* Directions *
Every record that follows must be duplicated exactly, with images left out.

○ ○ ○

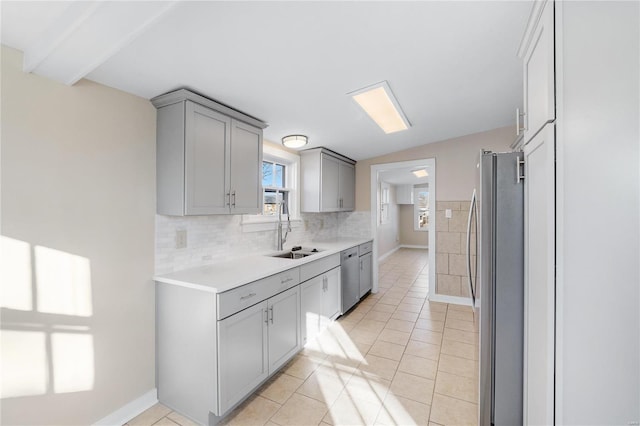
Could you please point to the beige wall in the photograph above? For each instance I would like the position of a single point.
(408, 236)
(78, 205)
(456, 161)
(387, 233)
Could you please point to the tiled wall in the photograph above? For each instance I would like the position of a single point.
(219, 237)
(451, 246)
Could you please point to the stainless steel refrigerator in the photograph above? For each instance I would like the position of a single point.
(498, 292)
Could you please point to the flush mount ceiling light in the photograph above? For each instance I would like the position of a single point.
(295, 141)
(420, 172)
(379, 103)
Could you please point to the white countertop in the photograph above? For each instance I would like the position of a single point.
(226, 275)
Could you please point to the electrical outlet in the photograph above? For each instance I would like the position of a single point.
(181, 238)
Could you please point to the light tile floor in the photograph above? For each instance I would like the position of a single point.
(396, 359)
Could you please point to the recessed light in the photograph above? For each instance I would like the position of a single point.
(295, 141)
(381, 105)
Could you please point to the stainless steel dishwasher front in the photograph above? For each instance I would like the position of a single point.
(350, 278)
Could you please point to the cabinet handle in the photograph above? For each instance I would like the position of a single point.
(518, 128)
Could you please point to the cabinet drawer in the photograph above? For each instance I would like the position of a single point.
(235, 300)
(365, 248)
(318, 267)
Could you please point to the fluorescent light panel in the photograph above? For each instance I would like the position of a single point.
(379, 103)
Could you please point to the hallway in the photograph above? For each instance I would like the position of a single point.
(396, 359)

○ ○ ○

* Exercise response *
Could you please point to the beige wall in the photograph above? For each instance I would like the position of a single point.
(408, 236)
(78, 205)
(456, 161)
(387, 233)
Could you please point to the tiled wall in the photograph above? For each instance I would like the position of a single point.
(219, 237)
(451, 246)
Could you please point to the stainless steel refrigerator in the photograph above? For each instance I would like the position of a single point.
(498, 292)
Could you please point to the flush mount ceiling light in the photograph above? For each instance I would like the position of a single point.
(295, 141)
(420, 172)
(379, 103)
Could you please point to the white countertop in the photograph above? For each instance I would like the position of a single point.
(226, 275)
Could you please point to the electrical outlet in the photograph above? For each instance I would like the position of a single point.
(181, 238)
Could you please point to the light tile floor in the photograph above? For each instance I would like the position of a single point.
(396, 359)
Could you please point to the recessed light in the photograph above? For each instance I would like the position of a single point.
(295, 141)
(381, 105)
Could you please point to the stainless steel dishwasher front in the photograph above? For each instance I would like the position of a single point.
(350, 278)
Could you please point to the cabinet handle in the photograph above? For each instance I would like the position of a single point.
(518, 128)
Could you please point to the cabinet drawer in the photograph above? For each instance I would like the position of a single point.
(235, 300)
(365, 248)
(318, 267)
Could you please point to the fluorescent light panel in the photograph above? For each instance I would like the position of a single point.
(379, 103)
Could you please point to the hallway in the photograph above? For each instance I would like the position of a single point.
(396, 359)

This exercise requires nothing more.